Stored data entries
┏━━

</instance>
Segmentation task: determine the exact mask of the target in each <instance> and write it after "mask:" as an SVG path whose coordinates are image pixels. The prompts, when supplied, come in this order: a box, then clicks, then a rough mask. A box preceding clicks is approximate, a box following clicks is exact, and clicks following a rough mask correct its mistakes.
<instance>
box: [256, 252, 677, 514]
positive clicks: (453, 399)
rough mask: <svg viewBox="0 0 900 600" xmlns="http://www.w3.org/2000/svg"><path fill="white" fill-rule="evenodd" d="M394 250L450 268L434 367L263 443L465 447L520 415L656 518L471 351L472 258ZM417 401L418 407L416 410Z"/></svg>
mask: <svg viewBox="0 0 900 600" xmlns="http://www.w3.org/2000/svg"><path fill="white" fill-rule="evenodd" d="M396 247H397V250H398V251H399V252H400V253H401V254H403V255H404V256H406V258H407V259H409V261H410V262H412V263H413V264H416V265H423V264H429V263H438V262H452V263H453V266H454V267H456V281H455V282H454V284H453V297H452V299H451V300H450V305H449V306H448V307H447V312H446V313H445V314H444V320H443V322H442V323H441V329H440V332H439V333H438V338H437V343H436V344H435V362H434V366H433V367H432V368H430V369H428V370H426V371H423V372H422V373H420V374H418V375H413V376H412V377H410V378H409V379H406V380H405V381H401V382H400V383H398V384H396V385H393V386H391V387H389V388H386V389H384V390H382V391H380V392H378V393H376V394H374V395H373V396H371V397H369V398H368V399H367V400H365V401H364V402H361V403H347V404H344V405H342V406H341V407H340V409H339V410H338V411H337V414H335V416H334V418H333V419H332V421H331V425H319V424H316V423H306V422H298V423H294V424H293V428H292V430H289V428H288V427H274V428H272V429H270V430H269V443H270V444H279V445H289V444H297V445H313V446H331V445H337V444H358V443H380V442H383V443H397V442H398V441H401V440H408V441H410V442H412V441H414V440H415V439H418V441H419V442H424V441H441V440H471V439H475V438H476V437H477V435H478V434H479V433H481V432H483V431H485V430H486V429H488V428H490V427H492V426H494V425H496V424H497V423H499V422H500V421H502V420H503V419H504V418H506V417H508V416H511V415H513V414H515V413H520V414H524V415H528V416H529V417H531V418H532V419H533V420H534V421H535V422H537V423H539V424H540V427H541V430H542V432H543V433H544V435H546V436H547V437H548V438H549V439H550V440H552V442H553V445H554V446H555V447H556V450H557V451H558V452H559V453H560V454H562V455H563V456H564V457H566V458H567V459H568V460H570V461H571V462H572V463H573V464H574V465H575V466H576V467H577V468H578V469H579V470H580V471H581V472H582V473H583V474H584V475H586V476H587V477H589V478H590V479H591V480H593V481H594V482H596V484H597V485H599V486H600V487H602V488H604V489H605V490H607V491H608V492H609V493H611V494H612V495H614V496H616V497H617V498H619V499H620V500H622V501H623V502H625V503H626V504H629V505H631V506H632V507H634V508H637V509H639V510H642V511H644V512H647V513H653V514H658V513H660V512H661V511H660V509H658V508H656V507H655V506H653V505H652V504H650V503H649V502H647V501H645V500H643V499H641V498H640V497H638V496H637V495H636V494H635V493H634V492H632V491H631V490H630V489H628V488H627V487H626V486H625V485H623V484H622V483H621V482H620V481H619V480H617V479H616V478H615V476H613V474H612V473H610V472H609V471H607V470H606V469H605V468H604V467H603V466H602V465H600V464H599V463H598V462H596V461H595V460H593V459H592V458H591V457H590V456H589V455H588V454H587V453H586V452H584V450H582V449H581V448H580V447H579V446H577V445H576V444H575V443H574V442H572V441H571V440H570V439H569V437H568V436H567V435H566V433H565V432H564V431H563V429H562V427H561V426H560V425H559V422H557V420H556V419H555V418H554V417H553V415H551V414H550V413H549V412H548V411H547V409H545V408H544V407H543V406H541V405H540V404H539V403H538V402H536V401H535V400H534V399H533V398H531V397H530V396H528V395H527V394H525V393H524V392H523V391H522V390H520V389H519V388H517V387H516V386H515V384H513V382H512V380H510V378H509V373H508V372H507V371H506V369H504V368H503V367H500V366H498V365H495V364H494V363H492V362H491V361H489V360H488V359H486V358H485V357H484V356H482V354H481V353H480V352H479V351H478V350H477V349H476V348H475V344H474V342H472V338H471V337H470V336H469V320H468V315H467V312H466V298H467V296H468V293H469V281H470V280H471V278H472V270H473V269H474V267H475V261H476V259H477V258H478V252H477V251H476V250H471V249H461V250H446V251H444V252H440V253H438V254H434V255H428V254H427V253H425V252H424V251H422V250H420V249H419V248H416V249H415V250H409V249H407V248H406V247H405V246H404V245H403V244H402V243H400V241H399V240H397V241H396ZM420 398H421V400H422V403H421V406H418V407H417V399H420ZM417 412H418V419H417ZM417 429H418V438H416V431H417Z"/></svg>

┗━━

Your task:
Return all lines above that mention the word "instance".

Answer box:
</instance>
Segmentation task: determine the exact mask of the target in each <instance> and write it after "mask:" as an SVG path whose coordinates are image pixels. The prompts, when supplied, come in this order: a box, then clicks, then a rough mask. A box preceding clicks is approximate, a box following clicks is exact, and clicks following a rough mask correct its mistakes.
<instance>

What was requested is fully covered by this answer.